Using the Spark mailing-list thread, explain why Michael Armbrust's code aggregates with collect_set rather than a count.

▸ PAGE EXTRACT
__________________________________________________
Thats correct.  It is a Hive UDAF.

On Wed, Oct 14, 2015 at 6:45 AM, java8964 <java8964@hotmail.com> wrote:
My guess is the same as UDAF of (collect_set) in Hive.


Yong


From: sliznmailbox@gmail.com
Date: Wed, 14 Oct 2015 02:45:48 +0000
Subject: Re: Spark DataFrame GroupBy into List
To: michael@databricks.com
CC: user@spark.apache.org


Hi Michael, 

Can you be more specific on `collect_set`? Is it a built-in function or, if it is an UDF, how it is defined?

BR,
Todd Leo

On Wed, Oct 14, 2015 at 2:12 AM Michael Armbrust <michael@databricks.com> wrote:
import org.apache.spark.sql.functions._

df.groupBy("category")
  .agg(callUDF("collect_set", df("id")).as("id_list"))

On Mon, Oct 12, 2015 at 11:08 PM, SLiZn Liu <sliznmailbox@gmail.com> wrote:
Hey Spark users,

I'm trying to group by a dataframe, by appending occurrences into a list instead of count.
__________________________________________________
Stored data
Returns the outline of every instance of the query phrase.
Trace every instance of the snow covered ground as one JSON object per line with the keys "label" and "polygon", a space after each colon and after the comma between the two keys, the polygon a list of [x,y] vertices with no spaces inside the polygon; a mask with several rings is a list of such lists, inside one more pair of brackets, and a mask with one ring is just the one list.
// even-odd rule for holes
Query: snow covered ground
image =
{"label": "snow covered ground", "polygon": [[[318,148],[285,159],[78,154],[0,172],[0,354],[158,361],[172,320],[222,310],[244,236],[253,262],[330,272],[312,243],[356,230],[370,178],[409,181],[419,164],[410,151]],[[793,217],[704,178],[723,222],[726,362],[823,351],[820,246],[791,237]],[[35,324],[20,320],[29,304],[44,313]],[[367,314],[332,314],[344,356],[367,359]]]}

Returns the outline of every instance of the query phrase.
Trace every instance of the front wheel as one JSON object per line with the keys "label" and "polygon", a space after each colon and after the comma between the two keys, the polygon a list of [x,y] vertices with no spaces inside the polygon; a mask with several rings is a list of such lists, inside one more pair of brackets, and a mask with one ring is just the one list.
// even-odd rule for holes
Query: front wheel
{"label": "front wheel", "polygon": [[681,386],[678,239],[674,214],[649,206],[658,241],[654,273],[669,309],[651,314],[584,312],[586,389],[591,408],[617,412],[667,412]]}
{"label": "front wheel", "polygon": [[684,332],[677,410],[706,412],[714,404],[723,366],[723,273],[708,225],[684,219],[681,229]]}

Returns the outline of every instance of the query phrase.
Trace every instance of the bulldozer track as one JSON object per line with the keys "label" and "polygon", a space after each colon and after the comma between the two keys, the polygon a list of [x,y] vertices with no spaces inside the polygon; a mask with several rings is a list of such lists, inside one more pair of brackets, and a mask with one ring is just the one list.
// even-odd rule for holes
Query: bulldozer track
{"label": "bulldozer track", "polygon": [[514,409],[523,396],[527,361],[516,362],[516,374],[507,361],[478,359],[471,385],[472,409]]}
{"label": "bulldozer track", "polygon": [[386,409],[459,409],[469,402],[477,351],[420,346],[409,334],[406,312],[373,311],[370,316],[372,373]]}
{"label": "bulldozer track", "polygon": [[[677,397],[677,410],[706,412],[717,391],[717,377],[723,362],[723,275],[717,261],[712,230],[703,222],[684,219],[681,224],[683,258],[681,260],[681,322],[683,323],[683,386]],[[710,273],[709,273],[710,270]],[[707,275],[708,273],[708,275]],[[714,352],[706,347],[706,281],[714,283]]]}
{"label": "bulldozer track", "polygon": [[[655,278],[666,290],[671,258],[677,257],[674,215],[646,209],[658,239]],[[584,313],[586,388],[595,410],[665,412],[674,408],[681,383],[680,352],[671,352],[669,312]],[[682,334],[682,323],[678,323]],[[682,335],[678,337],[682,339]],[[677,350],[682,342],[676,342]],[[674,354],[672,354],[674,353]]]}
__________________________________________________
▸ TASK RESULT
The original poster wanted to group a dataframe by appending occurrences into a list instead of counting them. The code groups by "category" and applies collect_set, which the thread identifies as a Hive UDAF, to "id". This gathers the values into a column named "id_list".